↓

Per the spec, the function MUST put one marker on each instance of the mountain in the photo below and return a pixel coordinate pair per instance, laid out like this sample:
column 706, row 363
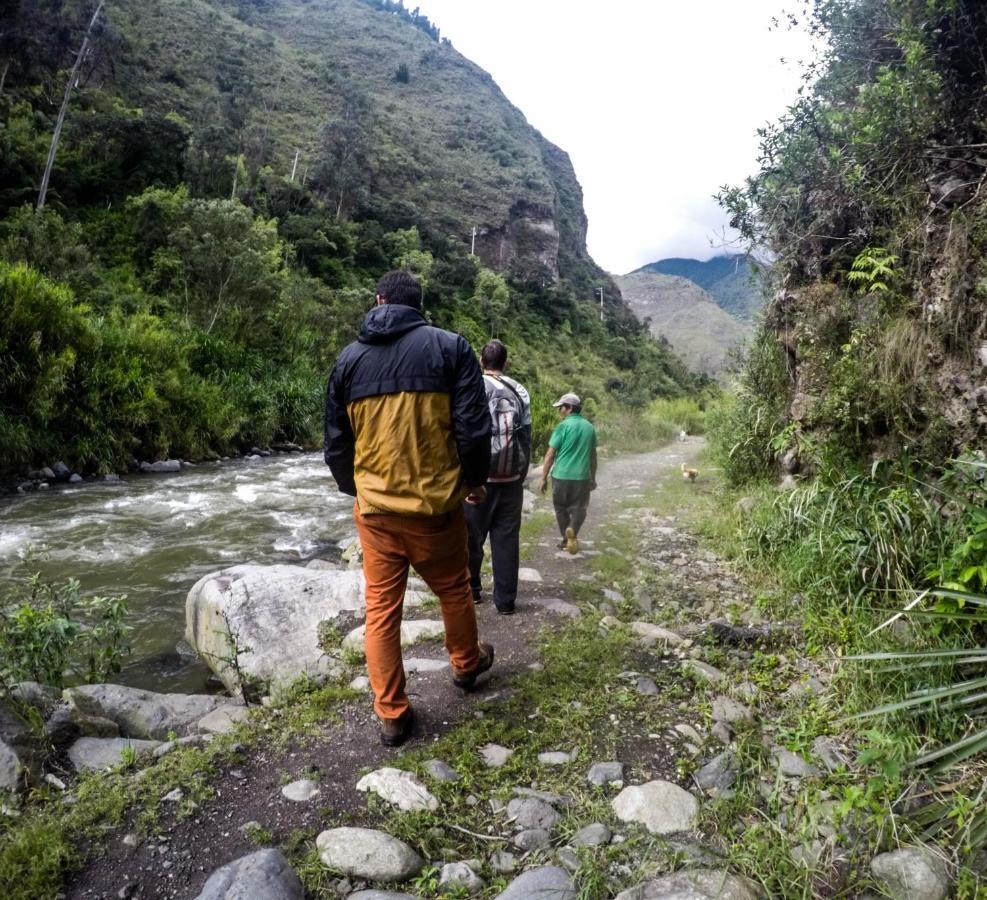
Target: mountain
column 232, row 178
column 681, row 312
column 729, row 280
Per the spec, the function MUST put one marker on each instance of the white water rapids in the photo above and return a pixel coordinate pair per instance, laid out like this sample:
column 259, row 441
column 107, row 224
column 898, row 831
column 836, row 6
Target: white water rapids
column 152, row 537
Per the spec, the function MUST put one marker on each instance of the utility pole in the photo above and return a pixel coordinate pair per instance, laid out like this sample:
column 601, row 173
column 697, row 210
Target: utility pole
column 60, row 121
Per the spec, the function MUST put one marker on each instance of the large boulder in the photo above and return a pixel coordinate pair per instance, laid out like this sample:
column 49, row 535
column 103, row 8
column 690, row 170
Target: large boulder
column 693, row 884
column 145, row 714
column 265, row 873
column 260, row 624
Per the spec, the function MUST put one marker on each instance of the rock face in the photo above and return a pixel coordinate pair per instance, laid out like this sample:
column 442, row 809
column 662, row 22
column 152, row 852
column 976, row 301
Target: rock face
column 662, row 807
column 547, row 883
column 694, row 884
column 145, row 714
column 399, row 788
column 911, row 872
column 94, row 754
column 267, row 618
column 265, row 873
column 369, row 854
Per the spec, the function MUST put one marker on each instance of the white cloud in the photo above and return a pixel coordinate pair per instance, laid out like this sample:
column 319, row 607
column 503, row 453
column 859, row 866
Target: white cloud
column 657, row 103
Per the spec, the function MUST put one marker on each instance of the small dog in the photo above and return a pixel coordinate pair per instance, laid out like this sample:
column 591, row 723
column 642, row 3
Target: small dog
column 689, row 474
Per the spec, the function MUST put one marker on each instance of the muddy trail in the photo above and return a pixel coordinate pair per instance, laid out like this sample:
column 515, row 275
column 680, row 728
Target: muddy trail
column 683, row 588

↑

Look above for the line with "the white cloud" and the line with "of the muddy". Write out those two lines and all the lines between them, exactly, and no others.

◆ **Completed task**
Per the spec, the function MUST put one marker on each instance of the white cloud in the photo above and return a pixel coordinate pair per instance, laid out like this sample:
column 319, row 607
column 503, row 453
column 859, row 866
Target: white cloud
column 657, row 103
Per the spec, the function MUST put one marker on each instance of the small dog in the photo above and return a pixel coordinate pair per instance, laid out like this sample:
column 591, row 723
column 642, row 3
Target: small dog
column 689, row 474
Per the spec, the function MUST put one marker on each instance of the muddy trail in the photo above and return a pixel coordinate pair per instance, laid out like this sample:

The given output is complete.